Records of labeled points
○ ○ ○ ○ ○
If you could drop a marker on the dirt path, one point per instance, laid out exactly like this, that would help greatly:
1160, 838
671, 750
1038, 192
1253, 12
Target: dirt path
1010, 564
○ ○ ○ ○ ○
» **Task**
Reproduce the lines above word for word, keeping every character and line break unchanged.

» **Answer for the task**
If you could drop a marker on the dirt path, one point per instance, laid out exactly like this, that would help greatly:
1160, 838
671, 750
1038, 192
1253, 12
Target: dirt path
1010, 564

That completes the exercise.